[ACTIONS TO TAKE]:
1: Answer from the Bills mailbag:
(a) What record do the Bills have entering Week 10?
(b) Which three cornerbacks are scheduled to be free agents?
(c) How many draft picks are the Bills scheduled to have?
2: Write the next part of the Bills mailbag, picking up after its final paragraph.

The Buffalo Bills are in the thick of a playoff race. With a 5-3 record, the team holds the sixth and final spot in the AFC entering Week 10.

Despite that, the 2018 NFL Draft remains of particular interest to fans, because the Bills currently hold five picks in the first three rounds. A look at the roster shows no shortage of directions the team could go with those selections. That leads us to this week's mailbag. Let's get to your questions:

Charley Nadolny asks: If you had to pick the positions they will draft for in the first three rounds, what would they be and in what order?

Jay: I’m not convinced the Bills will make all those picks, but I’ll give it a shot.

• No. 1: Quarterback. This is why I’m not convinced the Bills will make all five picks. They have the ammunition to package some of them in a trade to move up if there is a quarterback they are convinced can be the future of the franchise. The class still needs to sort itself out in terms of which underclassmen declare for the draft, but this remains Buffalo’s biggest need, and in my mind that’s a major reason why General Manager Brandon Beane has amassed as much draft capital as he has.

• No. 2: Defensive tackle. Marcell Dareus is gone, Kyle Williams is nearing retirement and the Panthers had a history of spending early-round picks on the position while Sean McDermott was the defensive coordinator there.

• No. 3: Wide receiver. Even after adding Kelvin Benjamin, the Bills could use another receiver, preferably a burner who can stretch defenses vertically.

• No. 4: Cornerback. This need could change depending on what happens with E.J. Gaines, Leonard Johnson and Shareece Wright, all of whom are scheduled to be free agents. If one or two of them depart, it could move up the list. Even if they all return, this is a position that always needs quality depth.

• No. 5: Guard. Richie Incognito will be in the final year of his contract in 2018, and the play at right guard – whether it’s John Miller or Vlad Ducasse in the lineup – has left the Bills needing more.

Linebacker, running back and tight end all also deserve consideration on this list. So it’s a good thing the Bills are scheduled to have nine draft picks, because there are plenty of roster holes to fill.

Thomas Pullano asks: With the addition of Benjamin and the possible return of Clay, where do you think this offense ranks from a talent perspective in the league? Are they in the top half?

Jay: A big part of this rests on how you feel about Tyrod Taylor. For what it’s worth,’s Gregg Rosenthal ranks him 11th overall in his Week 10 QB Index, comfortably inside the top half. It’s fair to rank both tight end Charles Clay and running back LeSean McCoy in the top half of the league at their positions, too, so that leaves receiver. Even with the addition of Benjamin, I don’t think the Bills fall in the top half of the league at that position, although it will be interesting to see what Benjamin, Jordan Matthews and Zay Jones can do together. Taken overall, I’d say the Bills’ collection of talent falls just inside the top half of the league.

[DATA]:
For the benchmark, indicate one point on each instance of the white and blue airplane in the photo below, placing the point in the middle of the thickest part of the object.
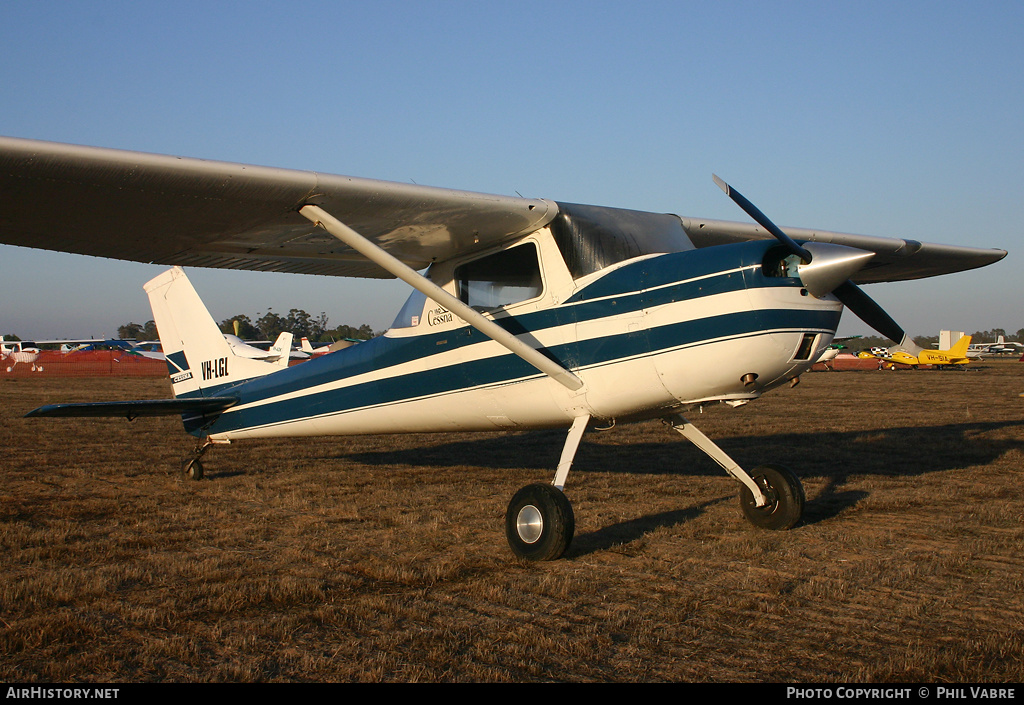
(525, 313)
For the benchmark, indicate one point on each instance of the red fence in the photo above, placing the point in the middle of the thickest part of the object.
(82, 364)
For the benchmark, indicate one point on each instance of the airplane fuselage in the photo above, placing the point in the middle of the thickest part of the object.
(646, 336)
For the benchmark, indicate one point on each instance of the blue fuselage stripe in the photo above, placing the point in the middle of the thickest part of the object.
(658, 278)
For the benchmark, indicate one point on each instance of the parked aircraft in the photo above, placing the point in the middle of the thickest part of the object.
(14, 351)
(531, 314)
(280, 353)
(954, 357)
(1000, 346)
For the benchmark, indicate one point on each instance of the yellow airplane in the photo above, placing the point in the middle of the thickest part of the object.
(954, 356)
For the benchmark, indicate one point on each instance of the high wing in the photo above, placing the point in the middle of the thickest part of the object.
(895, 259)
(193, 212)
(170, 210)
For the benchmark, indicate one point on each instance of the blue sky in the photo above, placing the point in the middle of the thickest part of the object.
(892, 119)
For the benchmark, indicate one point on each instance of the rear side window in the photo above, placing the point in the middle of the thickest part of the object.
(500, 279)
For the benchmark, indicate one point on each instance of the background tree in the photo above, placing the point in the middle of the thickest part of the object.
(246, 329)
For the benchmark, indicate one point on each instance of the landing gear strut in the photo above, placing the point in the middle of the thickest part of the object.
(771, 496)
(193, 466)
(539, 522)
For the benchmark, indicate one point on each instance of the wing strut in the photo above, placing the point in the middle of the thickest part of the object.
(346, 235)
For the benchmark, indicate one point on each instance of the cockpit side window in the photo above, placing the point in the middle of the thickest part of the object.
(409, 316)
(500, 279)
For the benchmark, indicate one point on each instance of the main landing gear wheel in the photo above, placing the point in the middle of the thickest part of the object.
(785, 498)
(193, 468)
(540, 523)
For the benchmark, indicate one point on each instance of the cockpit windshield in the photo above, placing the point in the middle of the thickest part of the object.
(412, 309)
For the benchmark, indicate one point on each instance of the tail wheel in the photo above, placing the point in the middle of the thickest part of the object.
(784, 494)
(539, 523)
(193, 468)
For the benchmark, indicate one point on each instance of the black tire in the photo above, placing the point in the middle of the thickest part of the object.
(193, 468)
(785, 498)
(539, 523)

[ANSWERS PROVIDED]:
1:
(a) 5-3
(b) E.J. Gaines, Leonard Johnson and Shareece Wright
(c) Nine

2:
Alan Hutson asks: Where did Brandon Tate disappear to last game? Didn't return punts.

Jay: He actually didn’t do anything, because he was inactive. That’s a decision I disagreed with at the time, and still do, even if it likely wouldn’t have changed the outcome based on the way the game went. The No. 1 reason for that is I don’t want safety Micah Hyde returning punts. He’s playing like one of the best players in the NFL at his position and is too important defensively, in my mind, to be subjecting himself to the punishment that a punt returner takes. Tate is also darn good at that job, too. With Benjamin set to make his Bills debut Sunday, it might mean Tate sits out again, though.

Frank in Cheektowaga asks: What does Tyrod need to do the remainder of this season to win the starting role for next year?

Jay: Go .500. If the Bills can get to 9-7, they’ll have a decent chance at ending a 17-year playoff drought. Even if that weren’t to happen, though, that record would be better than just about anyone predicted before the season.

The Bills can bring Taylor back next year for the final season of his contract and still take a quarterback early in the 2018 draft.

With Taylor as the starter, Nathan Peterman as the backup and a rookie, there would be no pressure to force that drafted player into the lineup. At this point, it looks like a fairly easy call for Taylor to return. The better question might be, barring a catastrophic injury, what would he have to do over the second half for the Bills to decide to move on from him this offseason? A bottoming out with only one or two wins the rest of the way just might do that.

Aaron DePonceau asks: Why do the Bills throw to Tolbert in the flat every game.

Jay: That’s a fantastic-looking question, Aaron. Early in the season, offensive coordinator Rick Dennison said the Bills need to get Tolbert moving in one direction, and that’s toward the other team’s goal line. It’s clear that elusiveness is not his No. 1 trait. In a larger sense, the Bills need to get Tolbert going. He’s coming off a game with just 3 yards on four carries. When McCoy needs a breather, the Bills need Tolbert to be someone opposing defenses respect as a threat.

Bill N. asks: What’s up with the Bills’ OL coach? Inherits top rush line, benches Miller, hides Dawkins, ignores Groy, now results poor.

Jay: These are all fair criticisms. It’s been well documented that the scheme change implemented by Dennison asks the linemen to do some things differently from what they had been the past couple seasons, when the team led the league in rushing. Offensive line coach Juan Castillo thus has to take some of the blame for not adequately having his group sufficiently up to speed.

Regarding the decision to bench John Miller, there isn’t any more to read into it than the coaching staff isn’t high on his performance. Veteran Vlad Ducasse had done a decent job in Miller’s place, but struggled against the Jets in Week 9 – just like the rest of the O-line. Rookie Dion Dawkins looks to be Cordy Glenn’s long-term replacement at left tackle rather than the right tackle moving forward. When Glenn has been healthy, Dawkins hasn’t pushed Jordan Mills on the right side. Regarding Groy, that question has been answered seemingly every week – the coaching staff likes him best at center, and he’s not playing there unless Eric Wood were to get hurt.

John Duran asks: Do you think the addition of KB13 will entice Taylor to take more chances?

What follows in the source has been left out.